AIM OF THE TASK ▸
Repeat, exactly and alone, every line from the line that contains "Task: point out every instance of the white car" to the end of the entries.
[INPUT FOR THIS TASK start]
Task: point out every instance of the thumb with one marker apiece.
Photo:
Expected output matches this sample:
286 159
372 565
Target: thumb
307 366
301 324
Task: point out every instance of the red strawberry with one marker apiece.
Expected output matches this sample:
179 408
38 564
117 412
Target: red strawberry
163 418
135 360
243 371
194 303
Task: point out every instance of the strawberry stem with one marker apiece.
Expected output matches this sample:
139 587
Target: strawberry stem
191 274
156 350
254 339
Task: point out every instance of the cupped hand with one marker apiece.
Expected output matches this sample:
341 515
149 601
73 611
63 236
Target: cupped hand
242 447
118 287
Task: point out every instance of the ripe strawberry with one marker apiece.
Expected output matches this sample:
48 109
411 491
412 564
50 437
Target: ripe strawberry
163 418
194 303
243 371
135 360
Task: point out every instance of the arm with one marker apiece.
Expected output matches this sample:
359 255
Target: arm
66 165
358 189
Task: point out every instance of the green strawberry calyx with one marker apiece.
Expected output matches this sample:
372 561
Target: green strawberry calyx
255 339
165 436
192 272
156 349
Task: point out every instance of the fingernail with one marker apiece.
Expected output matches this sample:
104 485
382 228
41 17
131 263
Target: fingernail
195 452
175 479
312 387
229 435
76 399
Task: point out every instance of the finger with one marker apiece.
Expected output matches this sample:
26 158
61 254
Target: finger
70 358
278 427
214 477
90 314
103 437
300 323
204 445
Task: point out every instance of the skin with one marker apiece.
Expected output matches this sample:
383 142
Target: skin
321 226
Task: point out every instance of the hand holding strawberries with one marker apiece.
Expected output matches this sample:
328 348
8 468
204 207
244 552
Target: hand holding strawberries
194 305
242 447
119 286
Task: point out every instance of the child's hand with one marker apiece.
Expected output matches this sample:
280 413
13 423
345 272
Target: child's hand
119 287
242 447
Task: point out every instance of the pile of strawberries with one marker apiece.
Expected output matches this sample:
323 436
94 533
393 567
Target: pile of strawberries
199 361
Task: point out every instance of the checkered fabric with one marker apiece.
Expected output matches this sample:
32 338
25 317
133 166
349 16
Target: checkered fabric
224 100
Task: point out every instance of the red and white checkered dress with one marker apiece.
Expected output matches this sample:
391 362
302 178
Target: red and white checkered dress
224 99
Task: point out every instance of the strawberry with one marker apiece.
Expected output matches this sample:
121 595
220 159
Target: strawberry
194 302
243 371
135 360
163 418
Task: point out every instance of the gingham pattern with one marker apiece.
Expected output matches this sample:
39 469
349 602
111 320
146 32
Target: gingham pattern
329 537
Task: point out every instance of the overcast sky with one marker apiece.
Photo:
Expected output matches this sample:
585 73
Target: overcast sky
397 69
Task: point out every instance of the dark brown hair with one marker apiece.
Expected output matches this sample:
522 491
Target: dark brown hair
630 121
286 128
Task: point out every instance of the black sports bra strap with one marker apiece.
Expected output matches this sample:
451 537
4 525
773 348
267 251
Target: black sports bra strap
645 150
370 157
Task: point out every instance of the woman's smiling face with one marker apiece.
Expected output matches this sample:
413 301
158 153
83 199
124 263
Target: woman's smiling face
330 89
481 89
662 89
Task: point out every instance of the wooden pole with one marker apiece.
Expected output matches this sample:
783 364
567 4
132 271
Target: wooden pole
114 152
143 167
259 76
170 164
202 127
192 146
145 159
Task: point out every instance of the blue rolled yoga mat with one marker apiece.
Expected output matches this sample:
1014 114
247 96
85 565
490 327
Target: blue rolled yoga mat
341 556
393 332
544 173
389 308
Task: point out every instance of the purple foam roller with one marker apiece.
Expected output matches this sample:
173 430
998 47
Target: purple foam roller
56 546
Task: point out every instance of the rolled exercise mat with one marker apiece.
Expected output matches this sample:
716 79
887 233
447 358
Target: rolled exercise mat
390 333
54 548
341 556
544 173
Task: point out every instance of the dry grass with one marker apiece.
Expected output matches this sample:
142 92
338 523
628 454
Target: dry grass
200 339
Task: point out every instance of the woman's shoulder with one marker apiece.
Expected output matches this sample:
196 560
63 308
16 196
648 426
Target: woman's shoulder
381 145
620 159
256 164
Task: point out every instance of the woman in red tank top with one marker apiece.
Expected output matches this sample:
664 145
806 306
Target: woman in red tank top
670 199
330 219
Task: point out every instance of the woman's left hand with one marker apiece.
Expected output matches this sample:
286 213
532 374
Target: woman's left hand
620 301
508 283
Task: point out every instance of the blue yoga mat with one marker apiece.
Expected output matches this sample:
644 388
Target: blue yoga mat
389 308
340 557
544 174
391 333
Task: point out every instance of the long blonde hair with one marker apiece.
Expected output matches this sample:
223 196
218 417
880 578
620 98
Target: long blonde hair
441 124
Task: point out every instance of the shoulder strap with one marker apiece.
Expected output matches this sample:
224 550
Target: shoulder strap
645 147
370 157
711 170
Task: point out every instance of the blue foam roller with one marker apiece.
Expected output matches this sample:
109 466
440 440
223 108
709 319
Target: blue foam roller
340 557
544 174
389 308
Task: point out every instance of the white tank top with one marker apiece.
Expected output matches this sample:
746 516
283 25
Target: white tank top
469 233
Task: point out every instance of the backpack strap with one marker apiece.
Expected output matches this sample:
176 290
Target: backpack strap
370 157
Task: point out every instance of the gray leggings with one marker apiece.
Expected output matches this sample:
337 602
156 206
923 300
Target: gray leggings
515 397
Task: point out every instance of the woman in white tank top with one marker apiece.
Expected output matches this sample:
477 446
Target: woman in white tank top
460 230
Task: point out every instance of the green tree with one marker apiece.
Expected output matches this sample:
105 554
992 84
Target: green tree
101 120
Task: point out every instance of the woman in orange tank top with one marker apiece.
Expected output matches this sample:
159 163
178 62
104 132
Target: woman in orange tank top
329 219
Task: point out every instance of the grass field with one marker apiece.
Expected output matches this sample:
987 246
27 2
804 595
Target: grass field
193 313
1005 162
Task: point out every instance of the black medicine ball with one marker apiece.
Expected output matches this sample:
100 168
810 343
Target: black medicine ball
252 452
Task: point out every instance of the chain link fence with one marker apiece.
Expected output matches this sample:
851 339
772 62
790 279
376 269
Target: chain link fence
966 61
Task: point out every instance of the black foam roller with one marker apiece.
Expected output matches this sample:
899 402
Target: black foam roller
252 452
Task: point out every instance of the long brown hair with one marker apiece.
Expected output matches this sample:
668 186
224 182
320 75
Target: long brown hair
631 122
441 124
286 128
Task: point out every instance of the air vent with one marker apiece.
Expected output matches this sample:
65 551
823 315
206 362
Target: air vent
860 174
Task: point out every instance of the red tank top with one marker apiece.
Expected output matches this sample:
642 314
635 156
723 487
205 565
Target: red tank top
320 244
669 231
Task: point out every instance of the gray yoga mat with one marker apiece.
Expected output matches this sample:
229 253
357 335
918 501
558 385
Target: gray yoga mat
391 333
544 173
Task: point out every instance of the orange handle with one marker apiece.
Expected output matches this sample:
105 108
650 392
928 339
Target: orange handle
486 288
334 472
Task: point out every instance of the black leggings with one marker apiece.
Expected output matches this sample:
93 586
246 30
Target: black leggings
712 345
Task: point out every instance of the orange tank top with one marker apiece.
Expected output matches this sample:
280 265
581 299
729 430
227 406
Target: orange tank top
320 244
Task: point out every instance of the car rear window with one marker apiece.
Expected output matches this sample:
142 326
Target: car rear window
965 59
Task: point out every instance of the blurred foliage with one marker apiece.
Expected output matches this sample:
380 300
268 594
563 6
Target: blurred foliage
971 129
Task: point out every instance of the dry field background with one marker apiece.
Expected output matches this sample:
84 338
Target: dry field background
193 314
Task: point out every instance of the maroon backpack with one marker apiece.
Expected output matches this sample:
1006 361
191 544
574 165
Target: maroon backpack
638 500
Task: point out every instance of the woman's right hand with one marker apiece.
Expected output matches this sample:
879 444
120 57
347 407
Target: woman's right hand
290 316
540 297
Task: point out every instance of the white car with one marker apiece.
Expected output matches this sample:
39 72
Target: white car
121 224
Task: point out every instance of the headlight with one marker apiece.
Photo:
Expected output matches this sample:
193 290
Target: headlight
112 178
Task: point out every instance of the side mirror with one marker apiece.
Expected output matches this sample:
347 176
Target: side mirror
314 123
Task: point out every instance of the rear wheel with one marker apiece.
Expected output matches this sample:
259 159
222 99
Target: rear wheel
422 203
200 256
[INPUT FOR THIS TASK end]
WRITTEN SOLUTION ▸
Task: point out every instance of the white car with one marker apiece.
Expected output matches this sample:
39 72
Target: white car
121 224
Task: point out every instance of the headlight with one marker apiece.
Photo:
Expected output matches this sample:
193 290
Target: headlight
112 178
Task: point out every instance of the side mirror with one marker apiece.
Expected output matches this sample:
347 176
Target: side mirror
314 123
Task: point out every instance of the rear wheel with one marker apiece.
Expected output matches this sample:
259 159
222 99
Target: rear wheel
422 203
200 256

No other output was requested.